● **What needs to be done**: Reprint every entry, character for character.

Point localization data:
◇ ◇ ◇ ◇ ◇

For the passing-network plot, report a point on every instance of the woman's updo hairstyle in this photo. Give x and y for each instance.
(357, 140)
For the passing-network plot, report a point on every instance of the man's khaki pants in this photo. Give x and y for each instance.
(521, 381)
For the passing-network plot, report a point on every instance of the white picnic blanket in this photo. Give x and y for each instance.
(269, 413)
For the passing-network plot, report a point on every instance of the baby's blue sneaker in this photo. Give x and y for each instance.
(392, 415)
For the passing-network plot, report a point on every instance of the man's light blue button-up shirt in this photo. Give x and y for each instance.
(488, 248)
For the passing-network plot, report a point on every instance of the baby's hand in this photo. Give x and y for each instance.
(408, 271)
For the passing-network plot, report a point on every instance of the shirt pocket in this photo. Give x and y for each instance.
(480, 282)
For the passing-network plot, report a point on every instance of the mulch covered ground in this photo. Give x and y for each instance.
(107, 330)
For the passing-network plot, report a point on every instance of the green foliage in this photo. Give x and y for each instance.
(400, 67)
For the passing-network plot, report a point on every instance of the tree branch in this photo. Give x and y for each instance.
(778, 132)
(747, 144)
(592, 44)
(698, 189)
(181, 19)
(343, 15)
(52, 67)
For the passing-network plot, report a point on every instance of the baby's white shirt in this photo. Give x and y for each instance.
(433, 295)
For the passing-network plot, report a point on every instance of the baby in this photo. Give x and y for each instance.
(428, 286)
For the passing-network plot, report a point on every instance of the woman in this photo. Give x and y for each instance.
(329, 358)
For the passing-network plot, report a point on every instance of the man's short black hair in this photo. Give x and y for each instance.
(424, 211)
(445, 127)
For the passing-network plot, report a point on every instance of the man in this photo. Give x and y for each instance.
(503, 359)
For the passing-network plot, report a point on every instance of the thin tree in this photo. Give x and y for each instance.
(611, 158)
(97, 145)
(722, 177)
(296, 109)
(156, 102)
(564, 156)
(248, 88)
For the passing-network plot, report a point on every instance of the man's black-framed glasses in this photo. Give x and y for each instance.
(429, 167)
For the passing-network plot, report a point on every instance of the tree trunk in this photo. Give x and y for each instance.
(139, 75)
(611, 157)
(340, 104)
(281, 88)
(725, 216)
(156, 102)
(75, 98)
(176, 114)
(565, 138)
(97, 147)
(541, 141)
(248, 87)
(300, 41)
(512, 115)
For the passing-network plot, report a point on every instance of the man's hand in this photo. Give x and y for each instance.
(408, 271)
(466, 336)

◇ ◇ ◇ ◇ ◇

● **Answer for the task**:
For the passing-network plot, report a point on every instance of the woman's updo hairstyle in this photo. Give x and y for each instance.
(357, 140)
For the passing-network plot, report a point on every instance of the man's khaki pants in this photo. Give x and y for each instance.
(521, 381)
For the passing-network plot, report a point on every instance of the white picnic blanket in this photo. Give x and y for each instance.
(269, 413)
For the passing-network plot, report a point on every instance of the baby's blue sneaker in this photo. Give x and y for each instance.
(392, 415)
For the passing-network plot, report a point on every instance of the man's light blue button-up shirt in this photo. Give x and y for each instance.
(488, 248)
For the passing-network plot, report a point on every instance of the baby's hand in this photo. Give x and y for each instance.
(408, 271)
For the passing-network plot, report a point on every instance of the shirt pocket in this photo. Give x and y for each instance.
(480, 282)
For the passing-network plot, report a point on every instance of the mulch covered ground in this photo. Give x and y for each instance.
(107, 330)
For the passing-network plot, report a point on every instance of the green foliage in this photo. Give x and y for each instance.
(400, 67)
For the passing-network plot, report a point on every instance of the tree branch in this photo. Give x and y for each instance.
(778, 132)
(747, 144)
(592, 44)
(698, 189)
(181, 19)
(343, 15)
(52, 67)
For the passing-network plot, report a point on every instance of the baby's white shirt in this photo. Give x and y for each instance.
(433, 295)
For the passing-network plot, report a point on every instance of the baby in this photo. Give x and y for each instance.
(428, 286)
For the passing-network plot, report a point on every instance of the woman in this photo. Give x and y for each instance.
(329, 358)
For the passing-network plot, report a point on every instance of the man's short black hair in this photo. Give x and y for each instance.
(424, 211)
(445, 127)
For the passing-network plot, report a point on every instance of the man in this photo. Give x and y for each instance.
(503, 359)
For the passing-network plot, report a point on every instance of the thin tree in this photo. Give x and y for each instance.
(611, 158)
(97, 145)
(722, 177)
(296, 109)
(156, 102)
(564, 156)
(248, 88)
For the passing-network plot, report a point on every instance of the man's black-framed glasses in this photo. Give x and y for each instance.
(429, 167)
For the passing-network plot, report a point on every instance of the tree trunk in this photo. Give x and y for each instance.
(139, 75)
(611, 157)
(340, 104)
(281, 88)
(725, 216)
(156, 102)
(75, 98)
(176, 114)
(565, 138)
(97, 147)
(541, 141)
(248, 87)
(300, 41)
(512, 115)
For the passing-network plot, report a point on every instance of the man's hand in this photo. Give x and y for each instance.
(408, 271)
(466, 336)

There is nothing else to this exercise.